#### Article ####

Miguel Arias Cañete et le climat, le fiasco prévisible

L’objectif des Vingt-Huit de réduire d’au moins 40 % leurs émissions d’ici à 2030 n’est qu’un effet d’annonce. Pour en juger, il suffit de lire les réponses au Monde* de Miguel Arias Cañete, commissaire européen à l’action climatique et à l’énergie.

 

par Michel Sourrouille

 
Pourquoi l’Europe s’est-elle orientée vers un marché du carbone et non vers une taxe carbone ?

 

Miguel Arias Cañete : Nous avons mis en place un marché du carbone pour lancer un signal aux entreprises. Si ce signal est puissant, il sera plus facile d’avancer vers la décarbonisation. Des pays comme la Chine ou les Etats-Unis ont eux aussi leur marché carbone, mais notre modèle est le plus organisé au monde, avec son mécanisme de droits d’émission diminuant année après année.

 

Commentaire de Michel Sourrouille : Il est significatif que le commissaire européen ne dit absolument rien sur la taxe carbone pourtant contenue dans la question. Cela veut dire que le meilleur moyen de diminuer nos émissions de gaz à effet de serre, le signal prix constitué par une taxation du carbone, n’est plus une mesure envisagée au niveau européen.
Rappelons aussi que le marché du carbone a été inventé au début des négociations sur le réchauffement climatique par les Américains pour qu’on ne prenne pas de mesures contraignantes. Or les USA, après avoir obtenu toutes les compromissions qu’ils voulaient (marchandisation de l’effet de serre, bluff des puits de carbone…), ont abandonné le protocole de Kyoto dès qu’il s’agissait de signer.

#### Matériel d'exercice ####

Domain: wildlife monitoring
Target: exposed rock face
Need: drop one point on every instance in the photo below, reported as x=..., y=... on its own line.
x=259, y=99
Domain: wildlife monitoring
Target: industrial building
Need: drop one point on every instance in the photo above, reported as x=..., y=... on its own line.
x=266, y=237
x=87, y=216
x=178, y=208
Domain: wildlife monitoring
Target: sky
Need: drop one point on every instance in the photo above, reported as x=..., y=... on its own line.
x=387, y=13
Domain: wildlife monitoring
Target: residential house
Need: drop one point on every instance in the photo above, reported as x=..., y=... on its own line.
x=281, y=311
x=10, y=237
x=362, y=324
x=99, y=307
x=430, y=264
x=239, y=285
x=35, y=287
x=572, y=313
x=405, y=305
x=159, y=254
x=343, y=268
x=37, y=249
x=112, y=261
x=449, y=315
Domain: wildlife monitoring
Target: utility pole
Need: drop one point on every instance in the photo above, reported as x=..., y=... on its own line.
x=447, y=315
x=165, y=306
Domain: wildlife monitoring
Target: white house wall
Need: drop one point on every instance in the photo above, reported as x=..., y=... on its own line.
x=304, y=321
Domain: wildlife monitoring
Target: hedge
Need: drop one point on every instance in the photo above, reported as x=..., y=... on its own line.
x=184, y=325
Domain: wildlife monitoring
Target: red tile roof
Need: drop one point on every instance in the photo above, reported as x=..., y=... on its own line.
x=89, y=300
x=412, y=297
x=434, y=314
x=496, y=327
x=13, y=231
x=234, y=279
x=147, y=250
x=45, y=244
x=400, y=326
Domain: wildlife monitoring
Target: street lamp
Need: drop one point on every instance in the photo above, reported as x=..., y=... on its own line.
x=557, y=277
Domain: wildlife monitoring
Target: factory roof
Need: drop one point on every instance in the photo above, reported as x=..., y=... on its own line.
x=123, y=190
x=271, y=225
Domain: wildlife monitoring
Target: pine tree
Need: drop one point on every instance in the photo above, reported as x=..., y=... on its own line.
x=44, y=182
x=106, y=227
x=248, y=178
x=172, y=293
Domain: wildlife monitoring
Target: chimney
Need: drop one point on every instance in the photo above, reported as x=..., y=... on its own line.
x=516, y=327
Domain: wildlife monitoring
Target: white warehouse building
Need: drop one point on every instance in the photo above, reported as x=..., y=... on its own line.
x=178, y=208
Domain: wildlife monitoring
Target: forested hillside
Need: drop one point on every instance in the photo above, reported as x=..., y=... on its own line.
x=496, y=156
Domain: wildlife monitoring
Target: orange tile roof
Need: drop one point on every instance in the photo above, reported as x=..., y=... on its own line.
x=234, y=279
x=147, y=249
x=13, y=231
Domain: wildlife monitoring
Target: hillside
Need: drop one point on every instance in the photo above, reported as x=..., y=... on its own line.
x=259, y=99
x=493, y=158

####

Consignes à suivre |
a – Pouvez-vous recopier à l'identique le passage de l'article qui commence aux mots "Miguel Arias Cañete et" et s'arrête après les mots "taxe carbone ?" ?
b – Pouvez-vous reproduire les enregistrements, du début jusqu'à la ligne contenant "x=165, y=306" incluse, en remplaçant "wildlife monitoring" par "landscape survey" sans rien modifier d'autre, et ne donner que ces lignes ?

Résultats par consigne |
a –
Miguel Arias Cañete et le climat, le fiasco prévisible

L’objectif des Vingt-Huit de réduire d’au moins 40 % leurs émissions d’ici à 2030 n’est qu’un effet d’annonce. Pour en juger, il suffit de lire les réponses au Monde* de Miguel Arias Cañete, commissaire européen à l’action climatique et à l’énergie.

 

par Michel Sourrouille

 
Pourquoi l’Europe s’est-elle orientée vers un marché du carbone et non vers une taxe carbone ?

b –
Domain: landscape survey
Target: exposed rock face
Need: drop one point on every instance in the photo below, reported as x=..., y=... on its own line.
x=259, y=99
Domain: landscape survey
Target: industrial building
Need: drop one point on every instance in the photo above, reported as x=..., y=... on its own line.
x=266, y=237
x=87, y=216
x=178, y=208
Domain: landscape survey
Target: sky
Need: drop one point on every instance in the photo above, reported as x=..., y=... on its own line.
x=387, y=13
Domain: landscape survey
Target: residential house
Need: drop one point on every instance in the photo above, reported as x=..., y=... on its own line.
x=281, y=311
x=10, y=237
x=362, y=324
x=99, y=307
x=430, y=264
x=239, y=285
x=35, y=287
x=572, y=313
x=405, y=305
x=159, y=254
x=343, y=268
x=37, y=249
x=112, y=261
x=449, y=315
Domain: landscape survey
Target: utility pole
Need: drop one point on every instance in the photo above, reported as x=..., y=... on its own line.
x=447, y=315
x=165, y=306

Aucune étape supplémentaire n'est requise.